[Pointing dataset excerpts]
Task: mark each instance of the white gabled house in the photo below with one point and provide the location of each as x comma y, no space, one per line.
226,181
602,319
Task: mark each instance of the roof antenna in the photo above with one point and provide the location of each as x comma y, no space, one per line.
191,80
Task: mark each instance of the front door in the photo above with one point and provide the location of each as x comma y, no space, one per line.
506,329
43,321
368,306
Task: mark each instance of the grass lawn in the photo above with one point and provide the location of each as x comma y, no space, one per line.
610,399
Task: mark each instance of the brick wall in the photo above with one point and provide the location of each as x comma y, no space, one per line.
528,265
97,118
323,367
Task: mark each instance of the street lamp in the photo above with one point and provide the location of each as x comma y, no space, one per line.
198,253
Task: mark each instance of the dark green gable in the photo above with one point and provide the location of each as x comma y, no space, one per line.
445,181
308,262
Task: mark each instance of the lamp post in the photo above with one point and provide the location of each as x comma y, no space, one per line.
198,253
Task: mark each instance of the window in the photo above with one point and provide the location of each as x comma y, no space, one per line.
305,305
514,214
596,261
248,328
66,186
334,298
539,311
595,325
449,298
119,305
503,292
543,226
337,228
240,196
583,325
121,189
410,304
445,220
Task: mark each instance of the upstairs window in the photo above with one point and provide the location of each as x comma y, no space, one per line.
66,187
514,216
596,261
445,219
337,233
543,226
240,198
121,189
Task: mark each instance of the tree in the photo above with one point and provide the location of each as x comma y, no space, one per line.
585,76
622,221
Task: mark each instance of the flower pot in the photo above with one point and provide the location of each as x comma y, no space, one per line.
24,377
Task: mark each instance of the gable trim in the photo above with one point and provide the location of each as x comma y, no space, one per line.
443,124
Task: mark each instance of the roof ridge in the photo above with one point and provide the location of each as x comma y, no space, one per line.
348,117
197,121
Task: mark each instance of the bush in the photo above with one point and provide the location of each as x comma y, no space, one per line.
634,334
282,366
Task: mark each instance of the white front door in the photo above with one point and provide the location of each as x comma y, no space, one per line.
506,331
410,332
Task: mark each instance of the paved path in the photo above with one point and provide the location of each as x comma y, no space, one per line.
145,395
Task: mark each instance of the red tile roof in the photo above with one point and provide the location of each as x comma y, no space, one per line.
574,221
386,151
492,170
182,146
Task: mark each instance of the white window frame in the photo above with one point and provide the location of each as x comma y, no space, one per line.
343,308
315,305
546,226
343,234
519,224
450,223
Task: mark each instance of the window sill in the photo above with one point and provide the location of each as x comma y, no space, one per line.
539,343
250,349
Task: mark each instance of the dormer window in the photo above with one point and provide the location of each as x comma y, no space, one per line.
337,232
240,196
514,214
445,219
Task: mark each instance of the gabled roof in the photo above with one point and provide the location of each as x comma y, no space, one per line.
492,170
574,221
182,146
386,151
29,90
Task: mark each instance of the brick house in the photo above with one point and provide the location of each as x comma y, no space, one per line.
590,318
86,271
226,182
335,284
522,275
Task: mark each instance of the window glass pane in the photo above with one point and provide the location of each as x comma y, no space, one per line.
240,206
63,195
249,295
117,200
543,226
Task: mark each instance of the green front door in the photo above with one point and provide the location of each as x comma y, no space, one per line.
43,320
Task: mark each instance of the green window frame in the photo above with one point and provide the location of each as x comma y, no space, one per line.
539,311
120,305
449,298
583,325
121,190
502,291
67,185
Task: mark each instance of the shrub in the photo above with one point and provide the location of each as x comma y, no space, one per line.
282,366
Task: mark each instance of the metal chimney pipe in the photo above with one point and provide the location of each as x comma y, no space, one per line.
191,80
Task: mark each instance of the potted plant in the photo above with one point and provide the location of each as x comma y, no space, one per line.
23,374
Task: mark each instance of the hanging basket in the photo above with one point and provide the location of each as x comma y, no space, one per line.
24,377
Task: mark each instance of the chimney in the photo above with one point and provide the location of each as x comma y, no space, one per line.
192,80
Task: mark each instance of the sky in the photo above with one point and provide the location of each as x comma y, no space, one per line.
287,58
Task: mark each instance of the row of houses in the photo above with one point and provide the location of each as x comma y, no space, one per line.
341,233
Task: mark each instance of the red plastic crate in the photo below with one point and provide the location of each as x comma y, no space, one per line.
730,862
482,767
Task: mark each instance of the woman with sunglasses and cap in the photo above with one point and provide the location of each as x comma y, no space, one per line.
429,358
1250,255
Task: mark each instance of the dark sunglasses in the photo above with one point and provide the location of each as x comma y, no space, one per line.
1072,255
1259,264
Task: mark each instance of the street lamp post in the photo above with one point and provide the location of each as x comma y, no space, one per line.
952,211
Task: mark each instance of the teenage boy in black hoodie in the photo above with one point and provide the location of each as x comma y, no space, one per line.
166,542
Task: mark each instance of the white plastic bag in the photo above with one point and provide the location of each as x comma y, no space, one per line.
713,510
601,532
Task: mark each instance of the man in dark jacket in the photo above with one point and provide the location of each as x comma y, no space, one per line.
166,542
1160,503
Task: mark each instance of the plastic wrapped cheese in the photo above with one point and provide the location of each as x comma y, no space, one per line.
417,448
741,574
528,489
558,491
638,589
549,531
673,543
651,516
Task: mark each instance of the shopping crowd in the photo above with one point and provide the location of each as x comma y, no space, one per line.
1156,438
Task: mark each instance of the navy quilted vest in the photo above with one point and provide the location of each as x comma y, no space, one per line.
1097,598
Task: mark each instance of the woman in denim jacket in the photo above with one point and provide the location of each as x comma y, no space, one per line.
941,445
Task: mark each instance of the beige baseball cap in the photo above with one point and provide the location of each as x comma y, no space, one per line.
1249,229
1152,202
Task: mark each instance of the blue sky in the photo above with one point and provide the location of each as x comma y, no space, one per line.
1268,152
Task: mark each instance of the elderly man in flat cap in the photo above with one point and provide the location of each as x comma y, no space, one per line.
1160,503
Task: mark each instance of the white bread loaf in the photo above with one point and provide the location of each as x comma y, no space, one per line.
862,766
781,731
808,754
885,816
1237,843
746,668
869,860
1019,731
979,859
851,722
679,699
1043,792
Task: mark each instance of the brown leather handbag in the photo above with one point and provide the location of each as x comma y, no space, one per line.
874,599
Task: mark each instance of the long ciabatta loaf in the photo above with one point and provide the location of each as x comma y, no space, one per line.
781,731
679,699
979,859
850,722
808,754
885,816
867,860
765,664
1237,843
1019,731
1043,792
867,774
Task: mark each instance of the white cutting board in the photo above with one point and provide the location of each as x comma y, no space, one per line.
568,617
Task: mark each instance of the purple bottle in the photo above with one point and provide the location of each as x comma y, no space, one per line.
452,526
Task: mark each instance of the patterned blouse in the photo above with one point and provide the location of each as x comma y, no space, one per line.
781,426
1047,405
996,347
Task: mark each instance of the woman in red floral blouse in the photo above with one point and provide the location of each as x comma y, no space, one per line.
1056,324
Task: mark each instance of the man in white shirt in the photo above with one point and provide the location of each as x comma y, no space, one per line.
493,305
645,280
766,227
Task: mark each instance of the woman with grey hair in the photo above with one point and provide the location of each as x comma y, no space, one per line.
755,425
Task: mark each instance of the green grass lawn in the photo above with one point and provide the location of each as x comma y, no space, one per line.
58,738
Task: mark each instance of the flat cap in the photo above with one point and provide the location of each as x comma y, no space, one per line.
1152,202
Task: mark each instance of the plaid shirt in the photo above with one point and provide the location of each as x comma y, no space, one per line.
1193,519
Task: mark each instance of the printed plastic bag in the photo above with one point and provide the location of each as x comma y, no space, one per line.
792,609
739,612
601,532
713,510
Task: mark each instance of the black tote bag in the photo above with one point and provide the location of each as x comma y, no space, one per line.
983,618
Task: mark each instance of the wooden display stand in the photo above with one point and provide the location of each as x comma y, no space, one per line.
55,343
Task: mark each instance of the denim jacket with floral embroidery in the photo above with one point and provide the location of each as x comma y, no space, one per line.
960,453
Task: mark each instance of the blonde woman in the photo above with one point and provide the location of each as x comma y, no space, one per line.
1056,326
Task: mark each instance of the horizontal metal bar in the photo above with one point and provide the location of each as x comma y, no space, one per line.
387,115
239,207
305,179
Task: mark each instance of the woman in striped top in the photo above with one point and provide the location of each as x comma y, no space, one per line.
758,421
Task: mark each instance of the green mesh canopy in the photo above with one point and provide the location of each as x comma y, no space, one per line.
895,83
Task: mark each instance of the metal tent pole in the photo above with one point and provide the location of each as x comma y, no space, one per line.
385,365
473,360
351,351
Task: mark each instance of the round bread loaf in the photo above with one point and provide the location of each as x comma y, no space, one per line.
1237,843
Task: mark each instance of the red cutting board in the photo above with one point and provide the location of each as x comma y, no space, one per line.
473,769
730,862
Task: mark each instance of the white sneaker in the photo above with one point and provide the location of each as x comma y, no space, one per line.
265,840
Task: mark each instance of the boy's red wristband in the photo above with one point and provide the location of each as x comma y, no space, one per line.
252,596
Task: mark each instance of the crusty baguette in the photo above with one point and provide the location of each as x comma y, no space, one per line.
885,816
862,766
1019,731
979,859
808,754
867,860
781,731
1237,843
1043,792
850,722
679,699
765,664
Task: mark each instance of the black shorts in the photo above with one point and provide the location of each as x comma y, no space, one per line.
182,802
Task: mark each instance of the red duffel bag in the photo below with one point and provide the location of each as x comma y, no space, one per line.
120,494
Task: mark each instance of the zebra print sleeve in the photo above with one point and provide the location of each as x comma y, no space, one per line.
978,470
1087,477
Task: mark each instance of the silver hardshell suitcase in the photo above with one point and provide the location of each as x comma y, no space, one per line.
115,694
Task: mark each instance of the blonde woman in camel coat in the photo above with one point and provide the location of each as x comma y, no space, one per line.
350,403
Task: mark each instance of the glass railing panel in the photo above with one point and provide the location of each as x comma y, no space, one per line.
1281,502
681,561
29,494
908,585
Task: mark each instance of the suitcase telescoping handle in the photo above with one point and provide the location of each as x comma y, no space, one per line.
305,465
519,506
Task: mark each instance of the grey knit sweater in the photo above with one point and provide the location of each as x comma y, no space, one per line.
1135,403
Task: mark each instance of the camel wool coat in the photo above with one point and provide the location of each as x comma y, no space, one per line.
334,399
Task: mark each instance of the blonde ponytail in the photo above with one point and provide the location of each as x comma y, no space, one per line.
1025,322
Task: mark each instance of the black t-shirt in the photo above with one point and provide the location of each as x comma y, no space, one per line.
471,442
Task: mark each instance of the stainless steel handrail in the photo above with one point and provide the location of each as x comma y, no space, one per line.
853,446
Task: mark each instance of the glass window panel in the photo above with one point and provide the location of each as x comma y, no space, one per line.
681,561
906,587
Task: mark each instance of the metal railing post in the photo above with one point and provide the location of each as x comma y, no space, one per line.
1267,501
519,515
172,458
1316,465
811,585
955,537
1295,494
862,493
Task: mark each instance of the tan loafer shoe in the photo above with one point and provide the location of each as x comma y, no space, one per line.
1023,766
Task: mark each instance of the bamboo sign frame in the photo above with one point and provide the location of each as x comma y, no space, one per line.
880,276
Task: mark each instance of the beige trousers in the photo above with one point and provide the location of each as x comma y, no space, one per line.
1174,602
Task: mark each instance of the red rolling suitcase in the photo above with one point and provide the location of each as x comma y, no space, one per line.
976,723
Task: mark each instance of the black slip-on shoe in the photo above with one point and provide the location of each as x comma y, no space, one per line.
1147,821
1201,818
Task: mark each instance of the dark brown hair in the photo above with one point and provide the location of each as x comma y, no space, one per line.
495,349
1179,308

[Challenge]
Return, word for word, every line from the line with "Task: mark each instance of the stainless" to the final line of the data.

[Output for this task]
Task: mark each instance of the stainless steel handrail in the photo above with one point and provide the location of each as x comma y, no space, one per line.
853,446
Task: mark each instance of the glass window panel in the photo above with one point and provide the location of each as x comma y, no space, one per line.
681,561
906,587
Task: mark each instance of the metal railing post in the photo above with one point and provide the location of each as x comma y, no space, one per line.
1267,501
519,515
172,458
1316,465
811,585
955,537
1295,494
862,493
Task: mark each instance of the tan loafer shoe in the photo above with one point and provide the location of each as x comma y, no space, one per line.
1023,766
Task: mark each instance of the bamboo sign frame in the photo above with one point and provide the location of each as x comma y, no space, one per line.
880,276
Task: mark each instance of the beige trousers in the photo above with one point and provide the location of each as x comma y, no space, one per line.
1174,602
Task: mark each instance of the red rolling suitcase in the photo above with one point and provide the location of each as x comma y, no space, one per line.
976,723
Task: mark each instance of the black slip-on shoe in the photo above with one point and provide the location of each as x comma y, no space, one per line.
1147,821
1201,818
Task: mark each instance of the dark brown hair in the photo above with one point and provide the location of each as x comma y, no space, one per line.
495,349
1179,308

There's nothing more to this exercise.